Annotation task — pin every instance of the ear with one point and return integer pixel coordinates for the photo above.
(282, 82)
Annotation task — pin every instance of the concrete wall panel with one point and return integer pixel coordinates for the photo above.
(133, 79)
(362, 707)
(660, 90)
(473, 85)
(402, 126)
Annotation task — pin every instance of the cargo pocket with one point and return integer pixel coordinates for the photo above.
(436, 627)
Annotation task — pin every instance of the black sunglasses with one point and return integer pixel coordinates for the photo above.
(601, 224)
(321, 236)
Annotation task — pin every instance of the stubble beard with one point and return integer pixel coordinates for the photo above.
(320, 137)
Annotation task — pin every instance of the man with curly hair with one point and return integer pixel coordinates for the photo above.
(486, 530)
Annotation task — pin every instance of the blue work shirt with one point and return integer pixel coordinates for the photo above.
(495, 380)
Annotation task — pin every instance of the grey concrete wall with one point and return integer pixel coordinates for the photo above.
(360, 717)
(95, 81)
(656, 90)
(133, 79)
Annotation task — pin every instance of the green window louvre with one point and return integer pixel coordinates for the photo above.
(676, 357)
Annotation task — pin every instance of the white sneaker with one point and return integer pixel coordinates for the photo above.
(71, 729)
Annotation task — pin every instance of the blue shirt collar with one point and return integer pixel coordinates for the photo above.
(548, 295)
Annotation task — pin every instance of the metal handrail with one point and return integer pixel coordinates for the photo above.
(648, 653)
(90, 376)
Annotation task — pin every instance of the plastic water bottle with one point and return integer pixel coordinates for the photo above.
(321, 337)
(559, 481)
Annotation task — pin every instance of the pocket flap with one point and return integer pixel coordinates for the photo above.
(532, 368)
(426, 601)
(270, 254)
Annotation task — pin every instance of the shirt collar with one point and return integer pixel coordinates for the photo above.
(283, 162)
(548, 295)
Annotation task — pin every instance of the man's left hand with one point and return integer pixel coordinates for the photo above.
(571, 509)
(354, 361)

Problem details: Word for word, restate the lines running from the one containing "Annotation task — pin every instance of the white" through the final line of the records above, and nothing besides.

Reply to the exercise:
Annotation task — pin every instance of the white sneaker with one point and return integer pixel coordinates for the photo above.
(71, 729)
Annotation task — pin every instance of the blue shirt collar with one point and return integer pixel coordinates for the photo above.
(548, 295)
Annotation task — pin every instance of the metal handrail with one point and return integer pixel coordinates for the photo above.
(648, 653)
(90, 376)
Annotation task — pin every instance of the plastic water bottle with one point and return integer pixel coordinates for the photo above.
(321, 337)
(559, 481)
Annotation task — pin every instance of the pocket flap with one point and return integer pixel coordinates for the photo above.
(532, 368)
(426, 601)
(270, 254)
Annotation task — pin every instance of the shirt collar with one point and return integer pixel coordinates for the photo above.
(283, 162)
(548, 295)
Annotation task — pin every instance of the man's left hand with one point and return integer pixel coordinates for the photo above.
(571, 509)
(354, 361)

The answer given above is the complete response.